▶ Selected passage:
Oganga, The Giver and Taker of Life

Posted on 1 September 20241 September 2024 By Rob

Ever since I saw the episodes that make up Oganga, The Giver and Taker of Life, back in the 1990s (German East Africa, December 1916 and Congo, January 1917 for the trainspotters), I have always held a soft spot for the story. Indeed, it’s one I should try and watch more often. While it gut punches you about half a dozen times, mercilessly, it also leaves you with a reverence for life and a desire to be a better person.

That’s a big call for an old TV series that has a bunch of ropey episodes, I know, so let’s get into it.

First, the movie is one of the more successful ones, having a narrative that flows pretty seamlessly between episodes and justifies being presented as a feature. I particularly like the way Indy and his men see the subject of the 1917 episode – the German doctor, Albert Schweitzer – earlier in the 1916 episode, giving some overlap between the two stories that many of these movies just don’t have, aside from any new bridging material specially filmed later on to paper over the cracks between episodes.

▶ Exercise A:
Using the post about Oganga, The Giver and Taker of Life, state whether each statement agrees with it: (i) the writer first saw the episodes in the 1990s; (ii) the 1917 episode is set in German East Africa; (iii) Indy and his men see Albert Schweitzer in the 1916 episode. Answer yes or no for each, quoting the words of the post that decide it.
▶ Exercise B:
Write the next paragraph of the post about Oganga, The Giver and Taker of Life, following on from its last sentence.

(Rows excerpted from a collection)
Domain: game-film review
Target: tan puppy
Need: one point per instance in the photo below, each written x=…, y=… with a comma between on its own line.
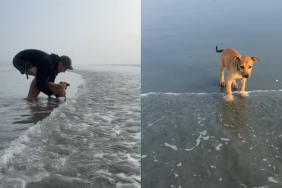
x=57, y=88
x=239, y=67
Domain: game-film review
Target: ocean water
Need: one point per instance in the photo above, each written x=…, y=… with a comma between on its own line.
x=200, y=140
x=179, y=38
x=91, y=139
x=191, y=137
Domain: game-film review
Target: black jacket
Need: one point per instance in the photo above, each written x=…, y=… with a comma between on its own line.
x=46, y=65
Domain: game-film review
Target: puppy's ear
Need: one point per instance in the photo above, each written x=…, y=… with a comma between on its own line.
x=235, y=58
x=254, y=58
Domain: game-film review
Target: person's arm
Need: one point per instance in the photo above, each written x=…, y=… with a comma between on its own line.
x=41, y=80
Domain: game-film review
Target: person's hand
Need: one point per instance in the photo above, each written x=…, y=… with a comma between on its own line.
x=62, y=94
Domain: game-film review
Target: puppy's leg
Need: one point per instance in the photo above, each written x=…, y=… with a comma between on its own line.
x=243, y=85
x=235, y=86
x=222, y=82
x=229, y=81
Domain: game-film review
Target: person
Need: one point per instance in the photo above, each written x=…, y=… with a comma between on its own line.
x=44, y=67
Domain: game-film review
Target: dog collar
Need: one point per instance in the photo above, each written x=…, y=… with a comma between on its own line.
x=236, y=65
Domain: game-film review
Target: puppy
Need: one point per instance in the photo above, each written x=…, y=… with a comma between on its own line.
x=67, y=84
x=239, y=67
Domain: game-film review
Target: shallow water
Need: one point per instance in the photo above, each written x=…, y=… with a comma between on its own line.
x=89, y=140
x=200, y=140
x=179, y=39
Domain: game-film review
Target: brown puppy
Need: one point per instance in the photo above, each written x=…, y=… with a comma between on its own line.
x=239, y=67
x=57, y=88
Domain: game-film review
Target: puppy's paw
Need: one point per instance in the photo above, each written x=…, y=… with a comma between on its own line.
x=243, y=94
x=222, y=84
x=235, y=87
x=229, y=98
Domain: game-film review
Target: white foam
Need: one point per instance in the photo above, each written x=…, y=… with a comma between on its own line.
x=271, y=179
x=150, y=124
x=199, y=140
x=171, y=146
x=225, y=139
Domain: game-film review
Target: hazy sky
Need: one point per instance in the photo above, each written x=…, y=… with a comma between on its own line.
x=88, y=31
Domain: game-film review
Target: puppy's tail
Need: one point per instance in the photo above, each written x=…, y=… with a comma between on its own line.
x=218, y=51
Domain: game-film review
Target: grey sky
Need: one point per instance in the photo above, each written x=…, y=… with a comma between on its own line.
x=89, y=31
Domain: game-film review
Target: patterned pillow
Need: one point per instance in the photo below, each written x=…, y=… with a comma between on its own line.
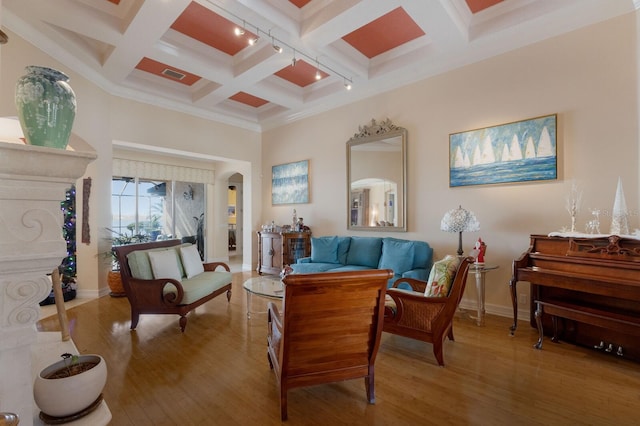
x=441, y=277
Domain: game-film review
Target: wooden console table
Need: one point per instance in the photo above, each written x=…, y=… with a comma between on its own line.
x=276, y=249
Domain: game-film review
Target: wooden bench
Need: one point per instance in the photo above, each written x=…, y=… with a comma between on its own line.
x=158, y=295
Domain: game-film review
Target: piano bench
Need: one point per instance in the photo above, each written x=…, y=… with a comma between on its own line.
x=598, y=317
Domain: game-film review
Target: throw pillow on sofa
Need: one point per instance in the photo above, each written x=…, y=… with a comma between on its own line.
x=397, y=255
x=164, y=264
x=364, y=251
x=441, y=277
x=324, y=249
x=191, y=261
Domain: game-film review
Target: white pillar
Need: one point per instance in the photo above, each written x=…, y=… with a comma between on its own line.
x=33, y=181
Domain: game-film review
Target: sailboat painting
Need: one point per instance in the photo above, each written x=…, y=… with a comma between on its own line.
x=514, y=152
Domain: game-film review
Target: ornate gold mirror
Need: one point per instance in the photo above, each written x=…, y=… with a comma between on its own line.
x=377, y=178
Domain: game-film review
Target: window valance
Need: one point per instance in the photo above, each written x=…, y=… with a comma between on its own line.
x=158, y=171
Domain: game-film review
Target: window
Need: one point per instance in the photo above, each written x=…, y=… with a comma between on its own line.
x=150, y=210
x=138, y=209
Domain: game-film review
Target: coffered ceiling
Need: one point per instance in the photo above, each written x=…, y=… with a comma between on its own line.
x=187, y=55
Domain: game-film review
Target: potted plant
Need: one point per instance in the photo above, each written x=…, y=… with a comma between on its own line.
x=71, y=387
x=114, y=279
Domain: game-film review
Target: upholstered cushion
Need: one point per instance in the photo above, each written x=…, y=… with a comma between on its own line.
x=365, y=251
x=324, y=249
x=141, y=267
x=396, y=255
x=191, y=261
x=164, y=264
x=200, y=286
x=310, y=268
x=423, y=255
x=441, y=277
x=343, y=249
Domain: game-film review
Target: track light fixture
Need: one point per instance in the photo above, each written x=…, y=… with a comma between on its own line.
x=275, y=46
x=239, y=31
x=278, y=44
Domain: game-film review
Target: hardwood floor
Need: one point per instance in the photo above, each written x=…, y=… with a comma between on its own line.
x=217, y=373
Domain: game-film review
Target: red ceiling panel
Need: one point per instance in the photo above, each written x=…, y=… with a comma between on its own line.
x=302, y=74
x=385, y=33
x=476, y=6
x=300, y=3
x=208, y=27
x=248, y=99
x=155, y=67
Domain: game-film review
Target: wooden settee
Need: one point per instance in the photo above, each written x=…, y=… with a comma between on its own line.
x=329, y=330
x=158, y=295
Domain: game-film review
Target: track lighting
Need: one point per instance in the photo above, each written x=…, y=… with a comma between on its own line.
x=239, y=31
x=275, y=46
x=278, y=45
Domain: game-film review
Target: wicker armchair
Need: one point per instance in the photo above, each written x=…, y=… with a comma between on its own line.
x=429, y=319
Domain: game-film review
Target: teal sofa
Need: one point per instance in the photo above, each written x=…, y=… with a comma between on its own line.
x=407, y=259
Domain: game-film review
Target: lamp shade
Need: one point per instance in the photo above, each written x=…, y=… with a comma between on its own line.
x=459, y=220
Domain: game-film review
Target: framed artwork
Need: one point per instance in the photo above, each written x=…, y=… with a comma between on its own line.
x=290, y=183
x=514, y=152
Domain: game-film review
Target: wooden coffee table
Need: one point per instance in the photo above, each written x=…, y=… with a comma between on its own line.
x=267, y=286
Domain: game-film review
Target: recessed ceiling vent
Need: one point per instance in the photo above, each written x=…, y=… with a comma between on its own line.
x=173, y=74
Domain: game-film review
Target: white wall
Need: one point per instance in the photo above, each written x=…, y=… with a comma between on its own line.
x=102, y=119
x=588, y=77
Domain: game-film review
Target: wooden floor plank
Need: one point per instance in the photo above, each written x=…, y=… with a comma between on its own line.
x=217, y=373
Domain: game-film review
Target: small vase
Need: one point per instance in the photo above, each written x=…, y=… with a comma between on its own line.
x=46, y=107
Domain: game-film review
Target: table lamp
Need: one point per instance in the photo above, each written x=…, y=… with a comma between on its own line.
x=459, y=220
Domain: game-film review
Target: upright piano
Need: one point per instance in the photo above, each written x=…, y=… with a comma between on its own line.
x=585, y=290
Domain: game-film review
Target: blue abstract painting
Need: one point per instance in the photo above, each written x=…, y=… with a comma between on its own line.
x=514, y=152
x=290, y=183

▶ Expected answer A:
(i) Yes: "back in the 1990s"
(ii) No: "Congo, January 1917"
(iii) Yes: "Indy and his men see the subject of the 1917 episode – the German doctor, Albert Schweitzer – earlier in the 1916 episode"

▶ Expected answer B:
Second, both of the episodes are strong. German East Africa, December 1916 has fighting on-par with the Somme, Early August 1916 episode used in Trenches of Hell. At one stage, Indy gets on a captured German machine gun and kills literally dozens of enemy soldiers. This is a turning point for the character, I feel, who has killed in the series before, but in quite sparing ways. Then Congo, January 1917, comes along and has a beautiful storyline where Indy, driven almost to madness by illness and the loss of so many men on a foolhardy mission across the Congo, spends some time with the aforementioned Schweitzer, who turns his worldview upside down. And a German, no less! Isn’t he meant to be the enemy? A lot of this is left unsaid in the story, but is there for any audience member to reach up and grab if they see it.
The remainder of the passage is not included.